◆ **TASK BRIEF**
Go through the records and give each one again exactly.

════

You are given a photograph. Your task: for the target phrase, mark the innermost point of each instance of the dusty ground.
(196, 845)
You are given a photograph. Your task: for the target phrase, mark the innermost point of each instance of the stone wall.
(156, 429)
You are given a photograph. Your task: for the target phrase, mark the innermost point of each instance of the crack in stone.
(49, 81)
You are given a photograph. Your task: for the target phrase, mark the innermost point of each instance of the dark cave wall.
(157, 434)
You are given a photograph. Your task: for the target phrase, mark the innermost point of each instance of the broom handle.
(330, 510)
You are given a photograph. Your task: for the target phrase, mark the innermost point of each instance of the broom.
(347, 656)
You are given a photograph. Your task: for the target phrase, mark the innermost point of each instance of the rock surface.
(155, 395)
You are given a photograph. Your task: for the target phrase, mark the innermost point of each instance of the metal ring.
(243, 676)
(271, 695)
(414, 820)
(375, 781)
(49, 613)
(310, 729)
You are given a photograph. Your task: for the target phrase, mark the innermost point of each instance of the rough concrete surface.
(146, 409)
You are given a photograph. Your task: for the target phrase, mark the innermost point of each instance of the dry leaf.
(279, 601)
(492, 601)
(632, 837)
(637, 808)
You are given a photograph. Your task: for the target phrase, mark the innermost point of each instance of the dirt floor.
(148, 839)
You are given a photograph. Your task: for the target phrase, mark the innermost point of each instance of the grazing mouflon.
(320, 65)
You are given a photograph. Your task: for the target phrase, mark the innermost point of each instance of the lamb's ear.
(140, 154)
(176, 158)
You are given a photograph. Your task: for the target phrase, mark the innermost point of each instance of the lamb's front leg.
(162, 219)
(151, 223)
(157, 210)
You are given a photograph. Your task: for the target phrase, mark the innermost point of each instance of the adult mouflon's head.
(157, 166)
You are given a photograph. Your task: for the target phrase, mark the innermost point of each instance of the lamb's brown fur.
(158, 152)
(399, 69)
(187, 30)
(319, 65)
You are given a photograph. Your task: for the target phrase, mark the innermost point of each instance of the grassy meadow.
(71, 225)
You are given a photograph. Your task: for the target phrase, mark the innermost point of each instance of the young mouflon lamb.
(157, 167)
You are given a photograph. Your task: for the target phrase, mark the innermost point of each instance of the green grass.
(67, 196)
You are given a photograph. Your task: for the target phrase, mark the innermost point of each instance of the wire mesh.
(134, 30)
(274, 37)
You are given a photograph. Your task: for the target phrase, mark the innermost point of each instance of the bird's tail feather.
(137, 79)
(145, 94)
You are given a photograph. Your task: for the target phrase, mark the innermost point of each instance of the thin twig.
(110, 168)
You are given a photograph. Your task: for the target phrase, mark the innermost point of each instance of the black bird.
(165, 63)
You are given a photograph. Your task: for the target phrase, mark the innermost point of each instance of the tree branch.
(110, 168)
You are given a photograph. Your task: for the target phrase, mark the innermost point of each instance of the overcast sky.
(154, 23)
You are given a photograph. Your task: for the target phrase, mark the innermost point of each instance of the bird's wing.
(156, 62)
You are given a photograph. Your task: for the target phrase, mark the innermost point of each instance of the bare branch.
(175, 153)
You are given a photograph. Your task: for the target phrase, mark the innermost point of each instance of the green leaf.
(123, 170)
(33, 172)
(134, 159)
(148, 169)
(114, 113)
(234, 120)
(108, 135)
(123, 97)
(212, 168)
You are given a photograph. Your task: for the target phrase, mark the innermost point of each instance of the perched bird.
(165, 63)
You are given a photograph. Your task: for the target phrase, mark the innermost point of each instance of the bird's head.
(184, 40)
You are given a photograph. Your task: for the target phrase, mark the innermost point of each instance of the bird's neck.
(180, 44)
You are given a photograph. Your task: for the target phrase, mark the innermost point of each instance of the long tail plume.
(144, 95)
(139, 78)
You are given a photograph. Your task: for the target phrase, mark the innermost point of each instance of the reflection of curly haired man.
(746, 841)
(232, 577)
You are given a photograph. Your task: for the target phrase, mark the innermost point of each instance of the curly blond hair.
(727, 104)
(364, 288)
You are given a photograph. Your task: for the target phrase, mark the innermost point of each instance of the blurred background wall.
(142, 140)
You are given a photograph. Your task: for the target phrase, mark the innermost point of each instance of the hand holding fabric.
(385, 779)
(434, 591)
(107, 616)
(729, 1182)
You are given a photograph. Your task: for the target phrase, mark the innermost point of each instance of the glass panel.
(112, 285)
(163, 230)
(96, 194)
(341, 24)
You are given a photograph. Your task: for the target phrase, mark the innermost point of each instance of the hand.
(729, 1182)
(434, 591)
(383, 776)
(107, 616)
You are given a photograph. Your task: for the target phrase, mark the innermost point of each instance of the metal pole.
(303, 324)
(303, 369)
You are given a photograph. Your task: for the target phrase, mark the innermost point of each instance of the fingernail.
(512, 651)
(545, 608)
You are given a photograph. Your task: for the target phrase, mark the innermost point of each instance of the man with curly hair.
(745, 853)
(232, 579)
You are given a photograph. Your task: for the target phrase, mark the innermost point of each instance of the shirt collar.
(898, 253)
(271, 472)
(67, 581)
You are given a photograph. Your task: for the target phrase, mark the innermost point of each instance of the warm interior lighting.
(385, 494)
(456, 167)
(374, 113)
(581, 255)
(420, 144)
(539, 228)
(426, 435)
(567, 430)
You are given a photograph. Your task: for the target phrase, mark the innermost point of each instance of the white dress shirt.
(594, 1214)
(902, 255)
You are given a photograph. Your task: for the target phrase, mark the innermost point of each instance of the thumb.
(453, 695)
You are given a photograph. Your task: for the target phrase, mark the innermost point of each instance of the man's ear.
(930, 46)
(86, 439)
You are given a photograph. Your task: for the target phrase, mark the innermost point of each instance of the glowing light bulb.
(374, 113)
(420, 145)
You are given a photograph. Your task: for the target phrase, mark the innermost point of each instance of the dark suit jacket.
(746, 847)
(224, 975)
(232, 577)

════

◆ **ANSWER TO THIS TASK**
You are given a photograph. Your task: for the target phrase, mark the innermost point of each instance of the dusty ground.
(196, 845)
You are given a photograph. Your task: for the target phrase, mark the innermost point of each instance of the stone wall.
(156, 429)
You are given a photograph. Your task: for the target phrase, mark the innermost point of each instance of the crack in stone.
(49, 81)
You are given a photograph. Your task: for the target phrase, mark the innermost point of each instance of the dark cave wall.
(157, 434)
You are given a photograph. Your task: for the target phrase, mark the innermost point of each instance of the broom handle.
(330, 510)
You are given a photograph. Your task: for the target phrase, mark the innermost point of each instance of the broom.
(347, 656)
You are given a photograph. Your task: for the target phrase, mark the innermost point of each instance of the rock surface.
(155, 395)
You are given a photograph. Your task: for the target phrase, mark the innermost point of each instance of the metal ring.
(243, 676)
(271, 695)
(414, 820)
(375, 781)
(49, 613)
(310, 729)
You are given a photograph. Your task: for the target phrase, mark the innermost point of each instance of the rough concrete surface.
(146, 409)
You are given a photograph. Your task: for the target phrase, mark the innermost point of each instance of the dry leaf.
(279, 601)
(492, 601)
(632, 837)
(637, 808)
You are given a photograph. Your task: for the target phrase, mark the innermost point of each instance of the dirt floor.
(148, 839)
You are given a photograph. Your task: for the target phrase, mark the innermost point of each instance of the grazing mouflon.
(320, 65)
You are given a photograph. Your task: for the target phrase, mark the innermost point of each instance of the lamb's ear.
(140, 154)
(176, 158)
You are given a photograph. Your task: for the target phrase, mark the innermost point of each instance of the lamb's front leg.
(162, 219)
(151, 223)
(157, 210)
You are given a photograph. Your task: for the target phrase, mark the innermost point of each instance of the adult mouflon's head.
(157, 166)
You are given a photograph. Your task: for the target phrase, mark the innermost point of each instance of the lamb's brown fur.
(158, 152)
(399, 69)
(187, 30)
(319, 65)
You are given a photograph. Your task: for the target phrase, mark the innermost point of each instance of the grassy meadow.
(71, 225)
You are given a photograph. Your task: for the target phrase, mark the innermost point of each instance of the young mouflon lamb.
(157, 167)
You are given a photograph. Your task: for the target phrase, mark the innermost point of each instance of the green grass.
(67, 196)
You are given a photograph. Your task: for the target phrase, mark the innermost point of each instance of the wire mesh.
(134, 30)
(274, 37)
You are given a photograph. Your task: for the target phrase, mark the innermost point of each instance of the bird's tail feather.
(137, 79)
(145, 94)
You are given a photograph. Your task: for the target phrase, mark the innermost point of each instance of the thin twig.
(110, 168)
You are given a photograph. Your task: for the target phrase, mark the innermost point of each instance of the black bird.
(165, 63)
You are given a photograph. Your task: for the target phrase, mark the innermost point of each instance of the tree branch.
(110, 168)
You are given a photograph. Your task: for the target phrase, mark the innermost point of each instance of the overcast sky.
(154, 23)
You are given a photograph. Your task: for the target phrase, mark the innermost point of each instance of the bird's wing.
(156, 62)
You are given a photograph. Your task: for the target phrase, mark the innermost point of each instance of the bare branch.
(175, 153)
You are given a photograph. Your task: for the target phrase, mark the innermost point of each instance of the green leaf.
(123, 170)
(33, 172)
(134, 159)
(148, 169)
(114, 113)
(234, 120)
(108, 135)
(123, 97)
(212, 168)
You are given a photograph. Your task: for the target phrase, mark the innermost point of each instance of the perched bird.
(165, 63)
You are given a photograph. Your task: for the target phrase, mark the innermost point of each instance of the bird's head.
(184, 40)
You are given a photograph. Your task: for the target phrase, mark the innermost point of each instance of the bird's neck.
(180, 44)
You are given a photograph. Your task: for the target phrase, mark the innermost point of each instance of the long tail plume.
(144, 95)
(139, 78)
You are given a photograph. Your task: for the target phrase, mark the innermost point of each instance of the reflection of curly haired man.
(746, 841)
(232, 577)
You are given a photograph. Your task: for the target phrase, mark the innermost point of each instance of the curly blond hair.
(727, 104)
(364, 288)
You are given a photograph. Your task: for the target phrase, mark the innermost point of each instance of the blurred background wall.
(142, 140)
You are given a photograph. Your task: for the target phrase, mark the innermost point of each instance of the hand holding fabric.
(385, 779)
(434, 591)
(107, 616)
(729, 1182)
You are given a photograph. Your task: for the target phrase, mark the innermost point of each instance of the glass panel.
(112, 285)
(163, 230)
(96, 194)
(341, 24)
You are given a photograph. Your task: for the target phrase, mark the innermost point of each instance of the hand.
(729, 1182)
(434, 591)
(383, 776)
(107, 616)
You are given a photograph. Your task: for the target phrase, mark the innermost point of each instance of the metal pole.
(303, 324)
(303, 369)
You are given a photograph. Your task: for the target phrase, mark the innermost point of each instance of the fingernail.
(512, 651)
(545, 608)
You are given a photograph. Your task: for the target phrase, mark the innermost point of each instance of the man with curly hair.
(745, 853)
(232, 579)
You are given a photograph. Your task: for the target phrase, mark the innermost point of each instance of the shirt collar.
(898, 253)
(271, 472)
(67, 581)
You are given a photograph. Your task: for the target phrase, mark the innermost point of each instance of the warm interior lighting.
(385, 494)
(456, 167)
(374, 113)
(581, 255)
(420, 144)
(539, 228)
(426, 435)
(567, 430)
You are given a photograph. Your task: for the target phrase, mark the innermost point of each instance of the white dress shirt.
(594, 1214)
(902, 255)
You are given a photograph. Your task: for the target phrase, mark the innermost point of each instance of the thumb.
(453, 695)
You are given a photograph. Your task: for the target phrase, mark the innermost point of each instance of the man's ear.
(930, 46)
(86, 439)
You are given a photograph. Your task: for the target phrase, mark the innermost point of each instance of the glowing light bulb.
(374, 113)
(420, 145)
You are given a photograph. Your task: for the target phrase, mark the innermost point of each instance of the dark suit jacket.
(746, 847)
(224, 975)
(232, 577)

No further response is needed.